* _Required task_: Write out the rows below as a numbered list, skipping any blank lines and leaving out the pictures.

* _Records for processing_:
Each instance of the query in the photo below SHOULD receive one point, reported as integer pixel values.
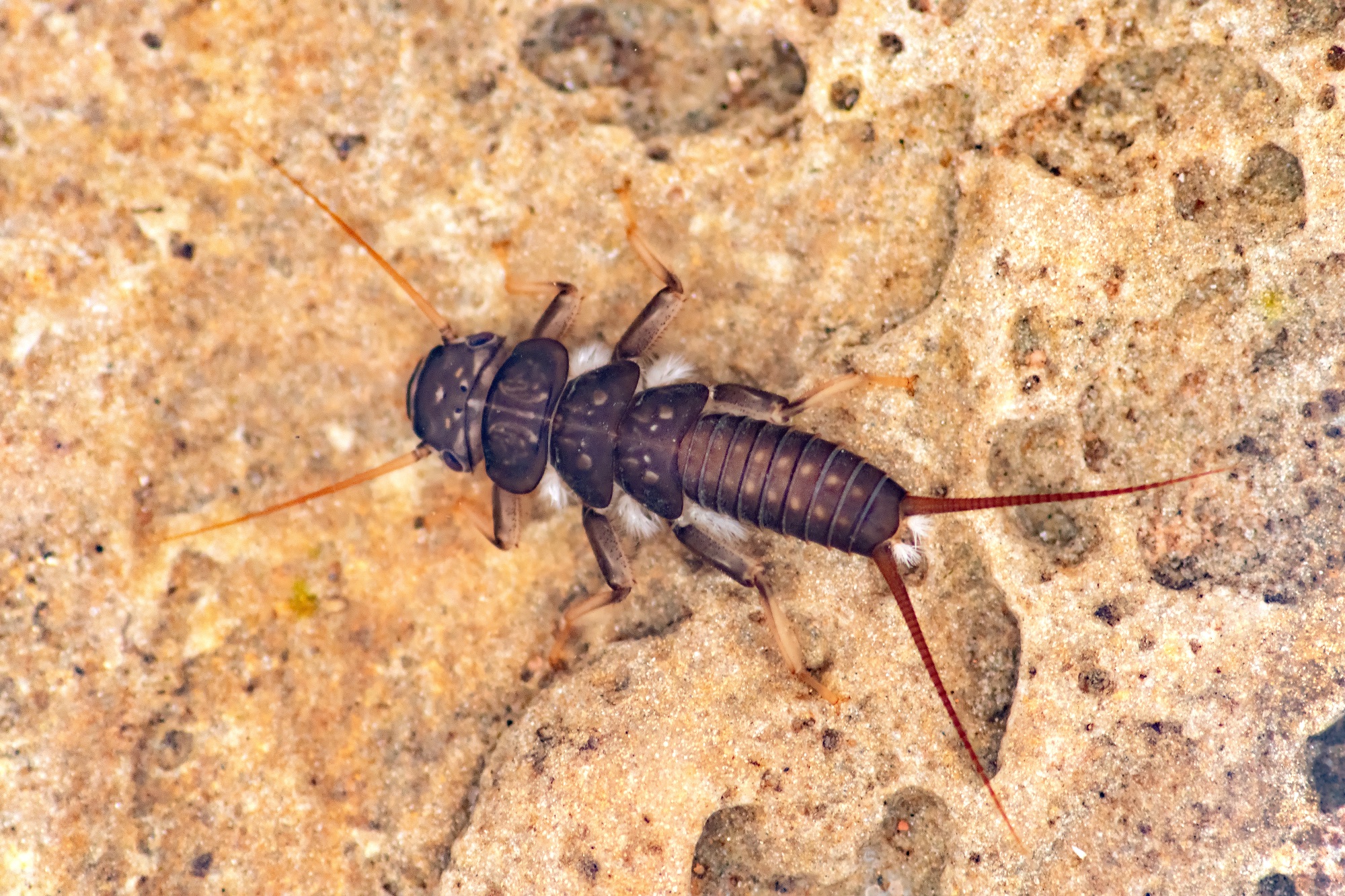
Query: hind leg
(748, 572)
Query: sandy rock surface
(1106, 237)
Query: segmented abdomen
(793, 482)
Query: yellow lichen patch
(302, 602)
(1273, 304)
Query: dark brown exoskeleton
(687, 452)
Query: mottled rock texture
(1108, 239)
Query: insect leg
(827, 392)
(508, 510)
(748, 572)
(615, 568)
(566, 298)
(736, 399)
(658, 314)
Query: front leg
(748, 572)
(508, 512)
(617, 571)
(662, 309)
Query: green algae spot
(303, 602)
(1273, 304)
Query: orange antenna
(406, 460)
(428, 310)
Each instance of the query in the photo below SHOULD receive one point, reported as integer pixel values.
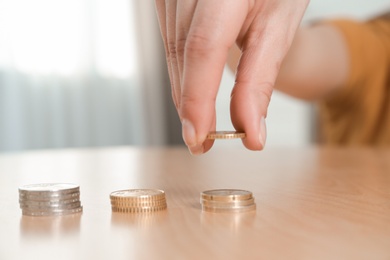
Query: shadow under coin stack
(138, 200)
(227, 200)
(50, 199)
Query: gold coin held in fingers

* _Task response_:
1. Each instance of the query in the photo below SHOULD receive one point, reported as integer pixel values.
2. Query: hind leg
3. (748, 572)
4. Query: sandy rock surface
5. (1106, 237)
6. Query: segmented abdomen
7. (793, 482)
8. Query: yellow lichen patch
9. (302, 602)
10. (1273, 304)
11. Query: dark brown exoskeleton
12. (687, 452)
13. Query: mottled rock texture
14. (1108, 239)
15. Query: insect leg
16. (827, 392)
17. (508, 510)
18. (748, 572)
19. (615, 568)
20. (566, 298)
21. (736, 399)
22. (658, 314)
23. Query: front leg
24. (748, 572)
25. (508, 512)
26. (617, 571)
27. (662, 309)
28. Query: green algae spot
29. (303, 602)
30. (1273, 304)
31. Query: orange antenna
32. (406, 460)
33. (428, 310)
34. Each instance of the query in the photo below SHOULD receive one point, reported as integer pixel values.
35. Query: shadow under coin stack
36. (138, 200)
37. (227, 200)
38. (50, 199)
39. Query: gold coin held in fingers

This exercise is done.